§ STATED GOAL
Retype the material below. Keep every word exactly as it is.

§ PROVIDED DATA
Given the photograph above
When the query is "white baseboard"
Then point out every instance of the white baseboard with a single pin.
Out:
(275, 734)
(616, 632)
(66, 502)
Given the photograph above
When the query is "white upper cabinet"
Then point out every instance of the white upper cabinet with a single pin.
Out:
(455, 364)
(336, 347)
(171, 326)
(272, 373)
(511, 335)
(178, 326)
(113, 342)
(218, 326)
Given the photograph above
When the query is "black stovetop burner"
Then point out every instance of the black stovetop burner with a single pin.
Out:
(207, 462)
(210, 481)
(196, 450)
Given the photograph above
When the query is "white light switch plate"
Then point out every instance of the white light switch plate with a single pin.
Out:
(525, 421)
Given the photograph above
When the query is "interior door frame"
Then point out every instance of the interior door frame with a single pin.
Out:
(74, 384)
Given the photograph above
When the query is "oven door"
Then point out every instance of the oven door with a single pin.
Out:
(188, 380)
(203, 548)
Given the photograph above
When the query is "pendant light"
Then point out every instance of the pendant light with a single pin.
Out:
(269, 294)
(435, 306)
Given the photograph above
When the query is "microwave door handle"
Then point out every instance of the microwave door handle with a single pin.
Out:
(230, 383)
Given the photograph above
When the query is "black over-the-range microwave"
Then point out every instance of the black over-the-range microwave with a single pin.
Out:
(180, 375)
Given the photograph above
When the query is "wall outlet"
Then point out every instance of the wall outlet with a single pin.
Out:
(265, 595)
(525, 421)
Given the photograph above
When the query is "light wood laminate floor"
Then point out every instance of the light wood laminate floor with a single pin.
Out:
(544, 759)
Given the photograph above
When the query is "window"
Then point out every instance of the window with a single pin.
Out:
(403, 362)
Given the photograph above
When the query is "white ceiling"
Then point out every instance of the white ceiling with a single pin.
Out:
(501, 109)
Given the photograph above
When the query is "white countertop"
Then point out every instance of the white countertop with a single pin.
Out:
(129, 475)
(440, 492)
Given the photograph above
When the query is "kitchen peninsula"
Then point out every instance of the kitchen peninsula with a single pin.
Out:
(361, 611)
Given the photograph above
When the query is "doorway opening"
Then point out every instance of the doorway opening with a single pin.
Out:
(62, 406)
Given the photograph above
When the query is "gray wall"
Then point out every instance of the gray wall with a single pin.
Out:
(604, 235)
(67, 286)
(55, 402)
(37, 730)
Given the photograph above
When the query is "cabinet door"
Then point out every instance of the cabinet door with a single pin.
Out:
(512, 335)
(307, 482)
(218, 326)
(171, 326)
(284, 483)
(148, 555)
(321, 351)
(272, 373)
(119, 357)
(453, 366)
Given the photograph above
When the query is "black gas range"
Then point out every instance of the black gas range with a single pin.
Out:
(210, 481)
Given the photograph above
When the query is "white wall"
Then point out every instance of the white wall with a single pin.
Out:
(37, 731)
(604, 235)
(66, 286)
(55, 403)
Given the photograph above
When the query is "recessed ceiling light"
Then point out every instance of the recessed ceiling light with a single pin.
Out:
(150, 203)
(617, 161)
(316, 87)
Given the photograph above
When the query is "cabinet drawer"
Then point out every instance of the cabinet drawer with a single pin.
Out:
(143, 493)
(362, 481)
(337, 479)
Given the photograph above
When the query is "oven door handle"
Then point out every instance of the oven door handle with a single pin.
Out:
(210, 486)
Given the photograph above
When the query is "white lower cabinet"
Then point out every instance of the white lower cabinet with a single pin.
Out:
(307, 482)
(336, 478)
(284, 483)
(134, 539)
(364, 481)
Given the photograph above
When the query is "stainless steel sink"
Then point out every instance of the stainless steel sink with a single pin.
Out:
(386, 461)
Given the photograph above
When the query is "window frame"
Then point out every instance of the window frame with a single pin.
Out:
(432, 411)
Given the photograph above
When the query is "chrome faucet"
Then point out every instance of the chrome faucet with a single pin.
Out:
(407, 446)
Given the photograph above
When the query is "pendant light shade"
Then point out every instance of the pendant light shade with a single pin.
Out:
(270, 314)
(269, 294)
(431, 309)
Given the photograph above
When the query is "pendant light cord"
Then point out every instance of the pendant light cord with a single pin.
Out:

§ TASK ANSWER
Given the photograph above
When the query is "white baseboard"
Then point out every instance of the white baseboard with a single pin.
Out:
(275, 734)
(616, 632)
(66, 502)
Given the photograph above
When the query is "white upper cabinet"
Then point out every instance of the white upper cabinet with a single pin.
Out:
(455, 364)
(336, 347)
(171, 326)
(272, 373)
(511, 335)
(178, 326)
(113, 342)
(218, 326)
Given the photograph above
When the query is "black stovetop burner"
Then point out every instance of the black stovetop burner with a single pin.
Out:
(207, 462)
(210, 481)
(196, 450)
Given the photograph above
When the query is "white light switch plate"
Then point out every instance of the white light switch plate with a single pin.
Out:
(525, 421)
Given the photograph above
When the query is "interior door frame"
Then point out every instance of the interior door frame with a single pin.
Out:
(74, 384)
Given the photograph above
When the query is "oven door"
Then point out every instance of the oven door with a single pin.
Out:
(188, 380)
(203, 548)
Given the photograph above
When the query is "pendant light"
Then point out every instance of the pendant light with a single pin.
Out:
(269, 294)
(435, 306)
Given the photograph above
When the query is "microwave door handle"
Then point out every instance of the microwave door handle with a single pin.
Out:
(230, 383)
Given the photograph above
When the query is "black over-the-range microwave"
Then point out every instance of the black over-the-range microwave with a single pin.
Out:
(180, 375)
Given the photograph above
When the query is "wall outlet"
Then point out every instance of the wall outlet with a single pin.
Out:
(265, 595)
(525, 421)
Given the photograph above
When the query is "light wood laminate floor"
Then point out every instance of the light wood laminate floor with a single pin.
Out:
(544, 759)
Given the photograph above
When the query is "window"
Then point out every instance of the window with a single pin.
Out:
(403, 362)
Given the photograph above
When the query is "white ceiling"
Then point out every instance of the white ceiling with a single pin.
Out:
(501, 109)
Given the photograph above
When the query is "white countertop"
Then point out every instance of the white countertop with a single pin.
Out:
(129, 475)
(440, 492)
Given the photograph above
When the query is "kitchen peninsula"
Then point out every instance of the kitchen peninsula with a single pin.
Out:
(361, 611)
Given the photograph above
When the query is "doorway opening"
Then point out every instance of the doorway opening with a single pin.
Out:
(62, 406)
Given the photograph above
When the query is "gray wall"
Then point out every instance of the gray wall with a single pin.
Out:
(604, 235)
(67, 286)
(55, 402)
(37, 730)
Given the photograph above
When the query is "cabinet door"
Then point out every instance of the cabinet door with a single pin.
Out:
(512, 335)
(307, 482)
(218, 326)
(171, 326)
(284, 483)
(148, 555)
(321, 351)
(272, 373)
(119, 357)
(453, 366)
Given the photograph above
When the query is "black gas range"
Then point out every instance of the black gas range with a single pin.
Out:
(210, 481)
Given the photograph above
When the query is "white wall"
Then point out every instance of the white wall with a single pin.
Out:
(37, 731)
(604, 235)
(66, 286)
(55, 403)
Given the photograph above
When the query is "recessed ceiling light"
Then point out every instance of the recessed ceiling light with a single pin.
Out:
(150, 203)
(617, 161)
(316, 87)
Given the photograph above
When the query is "cabinet drawer"
Then point out every instance of the cabinet drawer with a single pin.
Out:
(143, 493)
(362, 481)
(337, 479)
Given the photograph above
When the query is "oven door handle"
Then point out every instance of the oven door handle with a single pin.
Out:
(210, 486)
Given the photograph above
When the query is "white lower cabinet"
Then point out every instance of the white lower cabinet with a single pin.
Out:
(307, 482)
(336, 478)
(284, 483)
(134, 539)
(364, 481)
Given the photograph above
When the query is "stainless steel sink"
Then point out every instance of the stainless steel sink with a single pin.
Out:
(386, 461)
Given the photograph above
When the query is "window frame"
Then point out every instance of the window frame with a single pin.
Out:
(432, 411)
Given the photograph above
When the query is "chrome faucet"
Then point out every instance of the chrome faucet with a single pin.
Out:
(407, 446)
Given the photograph above
When the query is "pendant light shade"
Then point out every instance of the pendant light shade with a single pin.
Out:
(270, 314)
(269, 294)
(431, 309)
Given the photograph above
When the query is "pendant light cord"
Then point out every instance of the pendant light cord with a single pin.
Out:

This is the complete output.